• [WORK TO BE COMPLETED] Convert the data below into a two-column CSV with the headers input and output, one row for each text paired with its answer. Put each value in a single quoted field with line breaks turned into spaces, and leave the pictures out.

• [RECORDS FOR THE TASK]

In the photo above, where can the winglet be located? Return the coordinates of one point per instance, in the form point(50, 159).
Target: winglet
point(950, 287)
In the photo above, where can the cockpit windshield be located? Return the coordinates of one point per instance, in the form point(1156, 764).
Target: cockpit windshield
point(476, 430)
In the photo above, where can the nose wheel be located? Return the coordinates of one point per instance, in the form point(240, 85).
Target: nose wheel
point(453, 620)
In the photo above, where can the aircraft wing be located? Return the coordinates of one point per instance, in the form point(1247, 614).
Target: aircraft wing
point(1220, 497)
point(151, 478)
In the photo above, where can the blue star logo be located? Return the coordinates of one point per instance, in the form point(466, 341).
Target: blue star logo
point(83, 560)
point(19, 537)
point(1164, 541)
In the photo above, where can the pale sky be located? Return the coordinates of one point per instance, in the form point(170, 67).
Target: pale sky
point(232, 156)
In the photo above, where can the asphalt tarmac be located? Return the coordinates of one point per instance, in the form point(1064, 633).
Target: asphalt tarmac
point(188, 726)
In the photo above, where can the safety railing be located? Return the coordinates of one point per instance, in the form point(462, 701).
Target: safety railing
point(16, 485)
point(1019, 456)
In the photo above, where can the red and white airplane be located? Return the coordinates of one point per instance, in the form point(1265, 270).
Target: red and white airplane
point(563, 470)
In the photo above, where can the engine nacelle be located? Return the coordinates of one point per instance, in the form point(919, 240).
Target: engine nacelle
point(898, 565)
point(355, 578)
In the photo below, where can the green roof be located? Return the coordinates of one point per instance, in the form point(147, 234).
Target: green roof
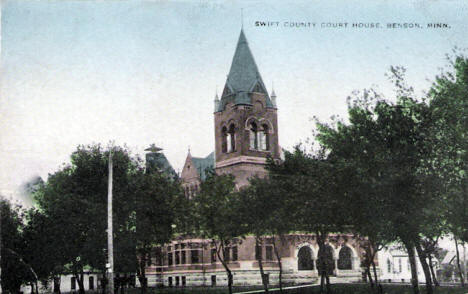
point(244, 77)
point(158, 161)
point(202, 164)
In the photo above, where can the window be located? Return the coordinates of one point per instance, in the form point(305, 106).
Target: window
point(258, 252)
point(304, 259)
point(264, 138)
point(195, 258)
point(253, 136)
point(269, 252)
point(226, 254)
point(234, 253)
point(177, 256)
point(213, 255)
point(213, 281)
point(73, 283)
point(91, 283)
point(224, 138)
point(184, 260)
point(344, 258)
point(169, 258)
point(231, 139)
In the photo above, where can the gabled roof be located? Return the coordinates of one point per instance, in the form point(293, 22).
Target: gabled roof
point(158, 161)
point(243, 78)
point(195, 167)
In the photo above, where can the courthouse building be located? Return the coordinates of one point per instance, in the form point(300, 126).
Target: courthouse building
point(246, 132)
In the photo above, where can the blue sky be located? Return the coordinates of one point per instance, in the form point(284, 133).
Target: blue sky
point(138, 72)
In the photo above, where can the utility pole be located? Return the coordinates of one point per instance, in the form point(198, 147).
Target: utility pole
point(110, 236)
point(464, 260)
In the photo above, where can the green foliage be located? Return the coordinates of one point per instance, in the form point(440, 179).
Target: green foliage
point(449, 106)
point(74, 201)
point(14, 270)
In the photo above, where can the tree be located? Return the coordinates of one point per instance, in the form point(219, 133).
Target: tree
point(75, 199)
point(15, 271)
point(216, 207)
point(391, 150)
point(155, 196)
point(449, 105)
point(265, 212)
point(316, 187)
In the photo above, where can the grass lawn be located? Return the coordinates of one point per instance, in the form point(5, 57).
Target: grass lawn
point(336, 289)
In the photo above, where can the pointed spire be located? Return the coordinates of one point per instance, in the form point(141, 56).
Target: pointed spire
point(273, 95)
point(216, 99)
point(242, 18)
point(243, 78)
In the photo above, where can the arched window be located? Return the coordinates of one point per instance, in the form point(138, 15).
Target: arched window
point(231, 139)
point(344, 258)
point(264, 138)
point(304, 259)
point(253, 136)
point(224, 138)
point(327, 263)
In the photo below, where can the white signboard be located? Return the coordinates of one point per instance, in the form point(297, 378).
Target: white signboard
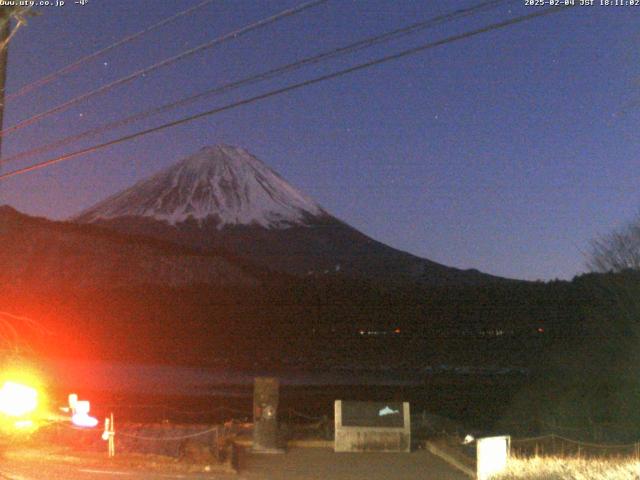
point(492, 455)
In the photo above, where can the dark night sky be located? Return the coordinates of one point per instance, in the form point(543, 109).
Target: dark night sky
point(504, 152)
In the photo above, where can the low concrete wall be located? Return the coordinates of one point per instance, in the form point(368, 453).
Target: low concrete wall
point(355, 438)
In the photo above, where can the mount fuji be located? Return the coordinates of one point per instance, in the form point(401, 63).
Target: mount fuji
point(223, 199)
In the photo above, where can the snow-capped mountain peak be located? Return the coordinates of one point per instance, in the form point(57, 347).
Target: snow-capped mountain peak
point(222, 183)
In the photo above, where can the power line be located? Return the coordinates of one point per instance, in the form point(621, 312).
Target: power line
point(359, 45)
point(295, 86)
point(229, 36)
point(74, 65)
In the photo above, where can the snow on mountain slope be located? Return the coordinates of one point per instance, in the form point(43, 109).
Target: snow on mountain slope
point(223, 183)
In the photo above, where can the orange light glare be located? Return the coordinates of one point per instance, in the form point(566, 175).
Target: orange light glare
point(17, 399)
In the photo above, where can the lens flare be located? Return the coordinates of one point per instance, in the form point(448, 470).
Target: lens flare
point(17, 400)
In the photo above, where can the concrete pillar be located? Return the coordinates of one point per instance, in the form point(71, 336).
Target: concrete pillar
point(266, 397)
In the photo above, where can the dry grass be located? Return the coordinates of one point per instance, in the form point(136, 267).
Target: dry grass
point(571, 468)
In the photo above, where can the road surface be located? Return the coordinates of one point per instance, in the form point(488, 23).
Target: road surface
point(296, 464)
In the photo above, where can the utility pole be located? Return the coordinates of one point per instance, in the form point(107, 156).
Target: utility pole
point(5, 31)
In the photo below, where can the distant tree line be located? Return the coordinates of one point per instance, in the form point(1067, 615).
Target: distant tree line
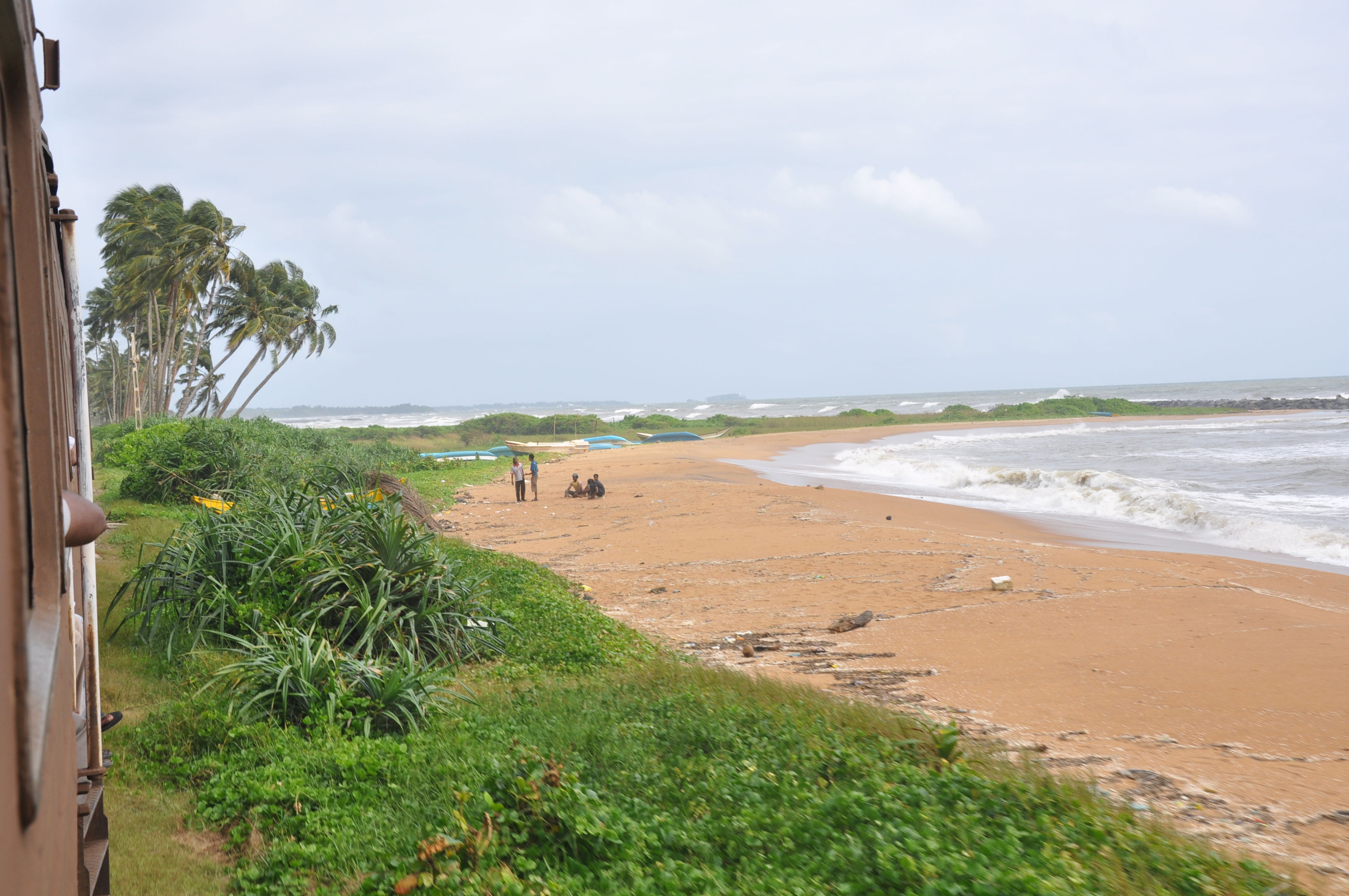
point(176, 285)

• [WRITTEN SOLUTION]
input,output
"In the photo above, where can the winglet be located? Return the coordinates of one point per instance, in the form point(50, 159). Target: winglet","point(950, 287)"
"In the photo above, where can the cockpit windshield be located? Return the coordinates of one point per instance, in the form point(1156, 764). Target: cockpit windshield","point(476, 430)"
"In the photo above, where can the nose wheel be located? Return the coordinates of one point per instance, in the form point(240, 85). Target: nose wheel","point(453, 620)"
"In the photo above, where can the aircraft wing be located? Return the coordinates of one point per instance, in the form point(1247, 614). Target: aircraft wing","point(1220, 497) point(151, 478)"
"In the photo above, where can the blue star logo be located? Return the coordinates of one point per instance, in the form point(466, 341). Target: blue star logo","point(83, 560) point(19, 537) point(1164, 541)"
"In the photo above, where can the pale sky be located? Return the coordinates of one point per instance, in the form point(170, 67). Target: pale sky","point(232, 156)"
"In the photo above, where can the asphalt tarmac be located? Return the coordinates of one point per instance, in the form point(1064, 633). Target: asphalt tarmac","point(188, 726)"
"In the photo above, where can the safety railing be located? Return the coordinates of one point per instance, in the form point(462, 701). Target: safety railing","point(16, 485) point(1019, 456)"
"In the photo above, where can the red and white airplane be located? Return the coordinates of one point per instance, in the form point(1265, 270). Target: red and white airplane","point(563, 470)"
"In the photo above, where can the engine nacelle be located? Return the coordinates of one point per instance, in the form point(919, 240). Target: engine nacelle","point(898, 565) point(355, 578)"
"In the photo below, where can the green roof be located? Return the coordinates of one point per instance, in the form point(147, 234). Target: green roof","point(244, 77) point(158, 161) point(202, 164)"
"In the photo above, where can the window be located? Return the coordinates of one point per instance, in the form point(305, 106). Target: window","point(258, 252) point(304, 259) point(264, 138) point(195, 258) point(253, 136) point(269, 252) point(226, 254) point(234, 253) point(177, 256) point(213, 255) point(213, 281) point(73, 283) point(91, 283) point(224, 138) point(184, 260) point(344, 258) point(169, 258) point(231, 139)"
"In the photo above, where can the gabled roof be located? Return the coordinates of one point per instance, in the form point(293, 22). Target: gabled roof","point(158, 161) point(243, 78) point(195, 167)"
"In the photo above, where can the courthouse building be located? Return the coordinates of one point per instance, in the form point(300, 126). Target: courthouse building","point(246, 132)"
"In the photo above, where can the blue sky be located? Return the coordinates of one point per instance, in the form point(284, 133). Target: blue sky","point(138, 72)"
"In the photo above, where can the utility pole be located? Return the coordinates of one point per instance, in the form point(198, 147). Target: utility pole","point(110, 236) point(464, 260)"
"In the photo above, where can the green foliage be located? Return the coordinates of one point per instance, in the form point(440, 179). Target: green foliage","point(449, 106) point(74, 201) point(14, 270)"
"In the photo above, where can the tree be located? Return the coordinates of one point per instance, in the form point(219, 133). Target: tree","point(75, 199) point(15, 271) point(216, 207) point(391, 150) point(155, 196) point(449, 105) point(265, 212) point(316, 187)"
"In the photo above, where can the grass lawn be located? Return the coordinates of one point per instance, in the form point(5, 57). Target: grass lawn","point(336, 289)"
"In the photo above, where can the pointed spire be located? Return the coordinates of one point per instance, in the form point(141, 56). Target: pointed spire","point(273, 95) point(216, 99) point(242, 18) point(243, 78)"
"In the photo above, where can the arched window be located? Return the coordinates of one point per instance, in the form point(138, 15). Target: arched window","point(231, 139) point(344, 258) point(264, 138) point(304, 259) point(253, 136) point(224, 138) point(327, 263)"
"In the photo below, where can the white signboard be located? Return the coordinates of one point per instance, in the form point(297, 378). Target: white signboard","point(492, 455)"
"In the photo above, where can the dark night sky be located? Return the coordinates of one point per instance, in the form point(543, 109). Target: dark night sky","point(504, 152)"
"In the photo above, where can the low concrete wall be located? Return the coordinates of one point per instance, in the form point(368, 453). Target: low concrete wall","point(355, 438)"
"In the photo above, where can the mount fuji be located? Return the coordinates of one point per instance, in the form point(401, 63). Target: mount fuji","point(223, 199)"
"In the photo above, where can the snow-capped mountain peak be located? Return the coordinates of one point per instance, in the form point(57, 347). Target: snow-capped mountain peak","point(222, 183)"
"In the photo above, where can the power line be located? Return the coordinates of one point per instance, in the form point(621, 312). Target: power line","point(359, 45) point(295, 86) point(229, 36) point(74, 65)"
"In the photo above, where can the snow on mountain slope be located? Return the coordinates of one point per instance, in the form point(43, 109). Target: snow on mountain slope","point(223, 183)"
"In the photo above, where can the orange light glare be located? Return the coordinates of one point per instance, in the form point(566, 175). Target: orange light glare","point(17, 399)"
"In the photo above, where can the lens flare be located? Return the coordinates of one point per instance, in the form point(448, 470). Target: lens flare","point(17, 400)"
"In the photo above, where can the concrete pillar be located? Return the coordinates of one point per instance, in the form point(71, 336). Target: concrete pillar","point(266, 397)"
"In the photo above, where can the dry grass be located? Return the coordinates of one point per instance, in the form point(136, 267). Target: dry grass","point(571, 468)"
"In the photo above, where can the road surface be located? Return the coordinates of one point per instance, in the form point(488, 23). Target: road surface","point(296, 464)"
"In the photo above, where can the utility pole be located? Return the coordinates of one point per instance, in the form point(107, 156). Target: utility pole","point(5, 31)"
"In the photo below, where can the distant tree line be located? Return the coordinates of one point per instance, in the form point(1067, 615). Target: distant tree line","point(176, 285)"